**EXTRAIT:**
▬▬▬▬▬▬▬▬▬▬
Les « Trente Glorieuses » revues et corrigées
Vincent Clain, aux USA, est réveillé en pleine nuit par Alice, sa sœur, qui lui annonce la mort de leur père et le presse de revenir en France, son pays qu’il a quitté précipitamment il y a vingt ans. La situation mondiale est grave. La Terre est sous la menace de la chute prochaine de l’Orbe, une Roue de l’Espace mue par des générateurs nucléaires. À son arrivée à Paris, dans un pays en guerre civile et en récession, Alice l’emmène pour une réunion avec des militaires. Ceux-ci ont pris le pouvoir, par un putsch, après le décès du général De Gaulle. Il apprend, alors, que son père est encore vivant, même s’il est gravement irradié, et qu’il réclame sa présence. Il est dans l’Orbe, qu’il a rejoint il y a quelques années, quand les opposants aux lois d’exceptions ont suivi Magnus Maximilian, le père de la Roue. S’il peut voir son fils quelques minutes, il a les moyens de minimiser la catastrophe.
Il faut que Vincent devienne rapidement un spationaute sous la houlette du colonel Boissier. Celui-ci a été très proche de lui quand ils vivaient à Hammaguir, en Algérie, sur le site d’expérimentation de l’énergie atomique et site de lancement de La Roue. Vincent revient sur son passé, revit son enfance, la période où la France avait pris la tête des nations pour la conquête de l’espace et se dotait de la bombe atomique, son père cherchant à maîtriser la fusion thermonucléaire. Mais ce passé douloureux se télescope avec un présent plein de dangers…
L’uchronie est un genre littéraire proche de la haute voltige, car il consiste à déterminer un décalage dans l’Histoire officielle, à en décliner des conséquences possibles, probables, cohérentes et réalistes. Johan Heliot excelle dans ce genre où il s’est déjà illustré avec La Lune seul le sait (Mnémos) ou Faerie Hackers. Avec le présent roman, il propose une vision différente, amplifiée du “règne” de Charles de Gaulle, de sa volonté de hisser la France dans le peloton de tête des nations. L’auteur reprend des éléments historiques indéniables comme la chasse à ces savants allemands que les Russes et les Américains se sont disputés. Il propose un point de décalage avec la venue de Wernher Magnus Maximilian Von Braun, non aux USA, mais en France. C’est lui qui développe, alors, la conquête du ciel depuis le site d’Hammaguir, au sud de Colomb-Béchar.
▬▬▬▬▬▬▬▬▬▬
**DONNÉES:**
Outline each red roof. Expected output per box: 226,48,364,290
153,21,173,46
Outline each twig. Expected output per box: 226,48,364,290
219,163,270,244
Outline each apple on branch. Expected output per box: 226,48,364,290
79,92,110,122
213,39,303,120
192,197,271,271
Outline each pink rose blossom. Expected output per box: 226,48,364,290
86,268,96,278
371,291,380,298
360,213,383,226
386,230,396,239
▬▬▬▬▬▬▬▬▬▬
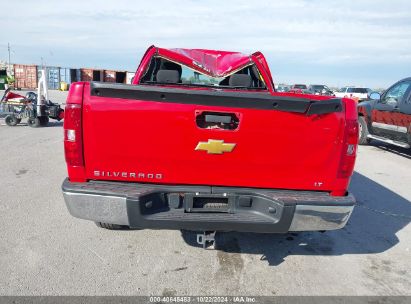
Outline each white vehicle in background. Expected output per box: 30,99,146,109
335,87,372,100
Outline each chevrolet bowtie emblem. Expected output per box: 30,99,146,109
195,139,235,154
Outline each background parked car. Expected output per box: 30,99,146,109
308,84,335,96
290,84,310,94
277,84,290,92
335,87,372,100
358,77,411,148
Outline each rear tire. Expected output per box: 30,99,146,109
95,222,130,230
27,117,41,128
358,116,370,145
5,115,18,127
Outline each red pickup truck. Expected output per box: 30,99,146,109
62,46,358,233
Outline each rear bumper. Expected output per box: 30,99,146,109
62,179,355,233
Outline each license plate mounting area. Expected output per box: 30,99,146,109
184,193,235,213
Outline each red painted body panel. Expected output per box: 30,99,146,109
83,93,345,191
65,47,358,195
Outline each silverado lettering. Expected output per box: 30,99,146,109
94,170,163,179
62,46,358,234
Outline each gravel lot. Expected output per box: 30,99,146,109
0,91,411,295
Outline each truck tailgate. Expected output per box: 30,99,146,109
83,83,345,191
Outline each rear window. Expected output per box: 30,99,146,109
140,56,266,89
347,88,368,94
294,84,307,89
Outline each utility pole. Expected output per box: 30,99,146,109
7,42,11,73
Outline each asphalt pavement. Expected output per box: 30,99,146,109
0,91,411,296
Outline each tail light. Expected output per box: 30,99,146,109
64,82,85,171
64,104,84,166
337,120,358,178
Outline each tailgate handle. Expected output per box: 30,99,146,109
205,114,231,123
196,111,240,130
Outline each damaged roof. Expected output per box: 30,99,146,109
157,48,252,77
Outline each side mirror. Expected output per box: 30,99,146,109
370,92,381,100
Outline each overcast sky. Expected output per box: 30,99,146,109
▬▬▬▬▬▬▬▬▬▬
**CONSIGNE 1:** D'après l'extrait, qui s'est emparé du pouvoir en France après le décès du général De Gaulle ?
**CONSIGNE 2:** Pourquoi l'extrait compare-t-il l'uchronie à de la haute voltige ? Répondez en une à trois phrases.
Les données ne servent à rien ici.

**RÉPONSE 1:** Des militaires, par un putsch.

**RÉPONSE 2:** Parce que ce genre consiste à déterminer un décalage dans l'Histoire officielle. Il faut ensuite en décliner des conséquences possibles, probables, cohérentes et réalistes.